■ Required actions
#1 Please list every calendar date named in the piece on New Zealand's COVID-19 lockdown levels below.
#2 Write what comes next in the piece on New Zealand's COVID-19 lockdown levels below, picking up after its final sentence.

(Document extract)

The empty streets of Auckland

Moving Down to Level 3

By the 18th day of lockdown, cases were declining. By April 15th, only 20 new cases of COVID-19 were reported. Jacinda announced what stepping down from lockdown Level 4 to Level 3 may look like. Five days later, she announced that Level 4 would be extended for an additional five days as a precautionary measure. April 28th was the first day of Level 3. Basically, Level 3 means takeout and stimulating part of the economy, but the same strict social distancing rules apply as in Level 4. Case levels decreased and Level 3 continued for 2 more weeks. I felt more comfortable going outside and takeaway mixed up my routine a bit. Level 3 provided much-needed hope.

A glimpse of the queue at the grocery store

Transitioning to a New Normal in Level 2

Now, as of May 14th, New Zealand is in lockdown Level 2. This means personal bubbles can be extended to friends and family for gatherings under ten people, domestic travel is allowed, and business, public venues, and event facilities may reopen. Level 2 reopens the economy and relaxes social restrictions. For the past week, new cases have been under two each day, with several days in a row of zero cases. Jacinda plans to continue to assess the situation and move towards Level 1, which would allow larger gatherings. Overall New Zealand is doing a great job of eliminating COVID-19, but eliminating the virus does not mean zero cases. It means that the new cases are traceable. The government is strictly enforcing sign-ins at shops with contact information to track possible spread.

(End Document extract)
(Listed records)

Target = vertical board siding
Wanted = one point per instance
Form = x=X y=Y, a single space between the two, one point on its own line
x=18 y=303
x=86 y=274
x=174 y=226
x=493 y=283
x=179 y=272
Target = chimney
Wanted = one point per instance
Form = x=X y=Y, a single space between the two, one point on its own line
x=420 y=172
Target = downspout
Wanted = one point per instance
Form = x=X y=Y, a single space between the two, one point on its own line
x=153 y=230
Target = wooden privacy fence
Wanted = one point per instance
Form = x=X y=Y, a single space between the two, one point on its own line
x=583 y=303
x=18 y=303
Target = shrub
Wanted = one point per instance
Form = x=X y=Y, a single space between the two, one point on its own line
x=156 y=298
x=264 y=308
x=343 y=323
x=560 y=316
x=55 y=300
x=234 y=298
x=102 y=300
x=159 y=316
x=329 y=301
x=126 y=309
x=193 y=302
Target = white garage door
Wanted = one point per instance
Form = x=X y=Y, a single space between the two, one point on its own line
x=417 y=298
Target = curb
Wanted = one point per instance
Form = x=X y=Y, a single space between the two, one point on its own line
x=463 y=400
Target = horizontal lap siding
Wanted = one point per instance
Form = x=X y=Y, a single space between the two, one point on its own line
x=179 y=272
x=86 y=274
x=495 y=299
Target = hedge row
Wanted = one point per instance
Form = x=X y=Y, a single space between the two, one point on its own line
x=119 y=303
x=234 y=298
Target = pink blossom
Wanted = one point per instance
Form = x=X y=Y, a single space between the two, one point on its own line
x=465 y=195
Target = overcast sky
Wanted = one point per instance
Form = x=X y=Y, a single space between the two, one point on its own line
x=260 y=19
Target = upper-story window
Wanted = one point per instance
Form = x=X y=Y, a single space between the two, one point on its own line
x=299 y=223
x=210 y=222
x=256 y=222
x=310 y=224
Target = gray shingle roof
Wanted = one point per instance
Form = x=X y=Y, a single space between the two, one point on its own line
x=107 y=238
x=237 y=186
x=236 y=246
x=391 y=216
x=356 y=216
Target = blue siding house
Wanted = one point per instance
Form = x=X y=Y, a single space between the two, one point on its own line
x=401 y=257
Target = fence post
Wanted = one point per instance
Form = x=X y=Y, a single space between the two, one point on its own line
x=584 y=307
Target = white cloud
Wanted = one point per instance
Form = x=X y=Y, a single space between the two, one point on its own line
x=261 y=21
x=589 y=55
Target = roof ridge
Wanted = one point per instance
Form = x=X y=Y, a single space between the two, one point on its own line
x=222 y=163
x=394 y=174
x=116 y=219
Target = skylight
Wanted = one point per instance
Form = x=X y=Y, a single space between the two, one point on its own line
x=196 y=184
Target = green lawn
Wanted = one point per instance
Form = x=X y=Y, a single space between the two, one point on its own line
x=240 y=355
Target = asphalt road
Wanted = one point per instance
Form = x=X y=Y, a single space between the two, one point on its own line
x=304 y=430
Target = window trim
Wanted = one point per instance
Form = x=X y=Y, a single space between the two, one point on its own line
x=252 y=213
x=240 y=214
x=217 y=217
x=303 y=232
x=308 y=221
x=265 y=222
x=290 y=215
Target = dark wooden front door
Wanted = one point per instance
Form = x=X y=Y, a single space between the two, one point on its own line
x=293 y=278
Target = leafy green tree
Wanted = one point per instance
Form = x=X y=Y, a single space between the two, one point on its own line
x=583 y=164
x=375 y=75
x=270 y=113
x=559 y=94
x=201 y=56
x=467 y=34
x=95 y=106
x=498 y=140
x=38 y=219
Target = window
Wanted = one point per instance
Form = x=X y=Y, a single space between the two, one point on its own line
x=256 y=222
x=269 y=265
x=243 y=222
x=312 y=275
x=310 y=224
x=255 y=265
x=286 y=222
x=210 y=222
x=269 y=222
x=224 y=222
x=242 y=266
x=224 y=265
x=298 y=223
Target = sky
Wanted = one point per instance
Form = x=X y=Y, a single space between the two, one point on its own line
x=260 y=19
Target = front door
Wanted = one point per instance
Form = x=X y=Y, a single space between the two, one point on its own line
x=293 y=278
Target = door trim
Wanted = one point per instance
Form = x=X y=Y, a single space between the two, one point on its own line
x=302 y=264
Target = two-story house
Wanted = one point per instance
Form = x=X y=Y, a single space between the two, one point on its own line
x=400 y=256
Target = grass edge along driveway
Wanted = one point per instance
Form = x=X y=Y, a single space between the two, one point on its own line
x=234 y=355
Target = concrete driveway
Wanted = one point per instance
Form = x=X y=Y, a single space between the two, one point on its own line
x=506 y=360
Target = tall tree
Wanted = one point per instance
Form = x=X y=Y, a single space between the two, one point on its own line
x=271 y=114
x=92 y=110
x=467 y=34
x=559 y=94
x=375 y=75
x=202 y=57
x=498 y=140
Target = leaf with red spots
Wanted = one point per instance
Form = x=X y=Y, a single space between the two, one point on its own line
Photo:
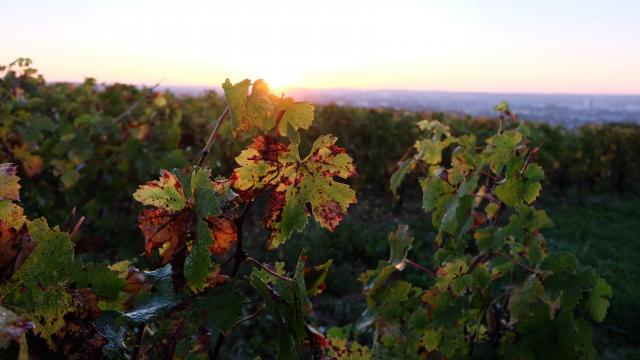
x=263 y=110
x=260 y=164
x=311 y=184
x=299 y=184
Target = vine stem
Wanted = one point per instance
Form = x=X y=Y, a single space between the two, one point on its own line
x=421 y=268
x=267 y=269
x=207 y=147
x=239 y=257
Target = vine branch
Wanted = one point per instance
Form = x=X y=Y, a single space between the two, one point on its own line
x=207 y=147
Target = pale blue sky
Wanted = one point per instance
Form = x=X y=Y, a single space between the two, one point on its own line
x=512 y=46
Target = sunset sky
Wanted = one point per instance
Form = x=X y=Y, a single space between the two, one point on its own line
x=548 y=46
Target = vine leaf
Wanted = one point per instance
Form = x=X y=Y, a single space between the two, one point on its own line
x=15 y=246
x=298 y=183
x=224 y=232
x=297 y=115
x=12 y=214
x=315 y=276
x=9 y=187
x=164 y=230
x=259 y=164
x=166 y=193
x=597 y=302
x=400 y=242
x=43 y=274
x=310 y=182
x=263 y=110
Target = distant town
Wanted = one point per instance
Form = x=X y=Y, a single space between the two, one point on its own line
x=568 y=110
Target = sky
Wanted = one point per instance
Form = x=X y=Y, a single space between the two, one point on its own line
x=535 y=46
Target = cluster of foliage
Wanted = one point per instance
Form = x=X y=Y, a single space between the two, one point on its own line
x=496 y=290
x=53 y=303
x=590 y=158
x=69 y=137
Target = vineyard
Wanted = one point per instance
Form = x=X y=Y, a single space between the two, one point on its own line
x=137 y=224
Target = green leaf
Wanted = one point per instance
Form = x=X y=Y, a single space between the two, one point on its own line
x=597 y=301
x=300 y=183
x=297 y=115
x=220 y=308
x=431 y=339
x=404 y=167
x=103 y=281
x=400 y=242
x=503 y=145
x=432 y=190
x=9 y=187
x=315 y=276
x=236 y=96
x=198 y=265
x=43 y=275
x=206 y=201
x=166 y=193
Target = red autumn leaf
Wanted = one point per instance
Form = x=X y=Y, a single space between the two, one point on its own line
x=260 y=165
x=224 y=234
x=165 y=230
x=79 y=338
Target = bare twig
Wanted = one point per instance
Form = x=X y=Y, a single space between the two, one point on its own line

(End Listed records)

■ Your written answers
#1 April 15th, April 28th, May 14th

#2
A reminder to stay two meters apart on the streets

Things are a new normal. Life isn’t like it was before the lockdown. The majority of my international friends returned to their home countries and I’ve grown close to the ones who stayed. My classes are still online, but now I have the freedom to travel domestically. The ability to travel around New Zealand is one of the main reasons I chose to wait the situation out. Not everything is open yet, but there is enough that I’m hoping by the end of the semester I will feel like I’ve seen a fair amount of the country.

All smiles once I was able to go shopping at a local market during Level 2

Why is New Zealand’s Strategy Successful?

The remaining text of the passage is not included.